— start DATA FOR PROCESSING —

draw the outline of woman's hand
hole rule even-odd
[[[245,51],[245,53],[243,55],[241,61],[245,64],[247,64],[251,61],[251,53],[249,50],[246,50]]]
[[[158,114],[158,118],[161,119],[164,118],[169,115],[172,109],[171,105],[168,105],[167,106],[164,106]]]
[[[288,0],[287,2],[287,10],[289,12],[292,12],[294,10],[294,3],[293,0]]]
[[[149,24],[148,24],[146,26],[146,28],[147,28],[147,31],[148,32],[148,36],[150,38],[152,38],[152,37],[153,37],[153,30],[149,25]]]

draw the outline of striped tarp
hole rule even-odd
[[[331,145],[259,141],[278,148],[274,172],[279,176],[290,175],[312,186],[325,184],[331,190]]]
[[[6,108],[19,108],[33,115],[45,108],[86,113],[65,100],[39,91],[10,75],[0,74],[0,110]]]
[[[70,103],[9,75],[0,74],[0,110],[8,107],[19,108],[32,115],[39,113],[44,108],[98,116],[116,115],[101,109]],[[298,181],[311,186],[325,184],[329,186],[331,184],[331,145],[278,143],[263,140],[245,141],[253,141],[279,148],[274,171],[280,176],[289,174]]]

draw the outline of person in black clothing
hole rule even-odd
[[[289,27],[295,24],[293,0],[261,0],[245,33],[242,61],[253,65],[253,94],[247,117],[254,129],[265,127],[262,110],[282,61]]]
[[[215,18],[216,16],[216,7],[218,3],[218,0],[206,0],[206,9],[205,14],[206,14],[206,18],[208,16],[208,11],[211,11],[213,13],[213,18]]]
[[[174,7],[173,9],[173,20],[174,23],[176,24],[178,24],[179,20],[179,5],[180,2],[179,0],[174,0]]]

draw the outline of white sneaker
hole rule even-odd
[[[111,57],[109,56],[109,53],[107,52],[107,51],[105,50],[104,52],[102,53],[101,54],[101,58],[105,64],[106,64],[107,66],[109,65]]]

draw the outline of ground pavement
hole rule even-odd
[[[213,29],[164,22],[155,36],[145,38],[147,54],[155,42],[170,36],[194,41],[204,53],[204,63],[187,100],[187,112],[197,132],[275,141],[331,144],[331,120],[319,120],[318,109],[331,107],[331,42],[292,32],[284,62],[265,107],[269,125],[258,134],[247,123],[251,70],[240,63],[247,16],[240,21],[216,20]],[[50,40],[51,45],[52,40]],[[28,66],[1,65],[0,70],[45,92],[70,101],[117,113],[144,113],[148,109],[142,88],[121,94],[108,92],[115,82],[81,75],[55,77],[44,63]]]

— end DATA FOR PROCESSING —

_STATED GOAL_
Retype all of the material above with every character intact.

_SOLVED EXERCISE_
draw the outline of woman's hand
hole rule even-odd
[[[245,51],[245,53],[243,55],[241,61],[245,64],[247,64],[251,61],[251,53],[249,50],[246,50]]]
[[[158,114],[158,118],[161,119],[164,118],[169,115],[172,109],[171,105],[168,105],[167,106],[164,106]]]
[[[288,0],[287,2],[287,10],[289,12],[292,12],[294,10],[294,3],[293,0]]]
[[[149,24],[148,24],[146,26],[146,28],[147,28],[147,31],[148,32],[148,36],[150,38],[152,38],[152,37],[153,37],[153,30],[149,25]]]

draw the outline of striped tarp
hole rule even-odd
[[[331,145],[259,141],[278,148],[274,172],[279,176],[290,175],[312,186],[325,184],[331,190]]]
[[[6,108],[19,108],[33,115],[45,108],[86,113],[65,100],[39,91],[10,75],[0,74],[0,110]]]
[[[70,103],[9,75],[0,74],[0,110],[8,107],[19,108],[32,115],[39,113],[44,108],[98,116],[116,115],[101,109]],[[298,181],[311,186],[325,184],[329,186],[331,184],[331,145],[278,143],[263,140],[245,141],[253,141],[279,148],[274,171],[280,176],[289,174]]]

draw the outline of person in black clothing
hole rule even-odd
[[[289,27],[295,24],[293,0],[261,0],[245,33],[242,61],[253,65],[253,94],[247,117],[254,129],[265,127],[262,110],[282,61]]]
[[[215,18],[216,16],[216,7],[218,3],[218,0],[206,0],[206,9],[205,14],[206,14],[206,18],[208,16],[208,11],[211,11],[213,13],[213,18]]]
[[[174,7],[173,9],[173,20],[174,23],[176,24],[178,24],[179,20],[179,5],[180,2],[179,0],[174,0]]]

draw the outline of white sneaker
hole rule even-odd
[[[111,57],[109,56],[109,53],[107,52],[107,51],[105,50],[104,52],[102,53],[101,54],[101,58],[105,64],[106,64],[107,66],[109,65]]]

draw the outline of ground pavement
hole rule even-odd
[[[213,29],[164,22],[155,36],[145,38],[147,54],[155,42],[170,36],[194,41],[204,53],[204,63],[187,100],[187,112],[197,132],[275,141],[331,144],[331,120],[319,120],[318,109],[331,107],[331,42],[292,32],[284,62],[265,107],[269,125],[258,134],[247,123],[251,70],[240,63],[247,16],[240,21],[216,20]],[[50,40],[51,45],[52,40]],[[28,66],[1,65],[0,70],[45,92],[70,101],[117,113],[144,113],[148,109],[142,88],[121,94],[108,92],[115,82],[81,75],[55,77],[44,63]]]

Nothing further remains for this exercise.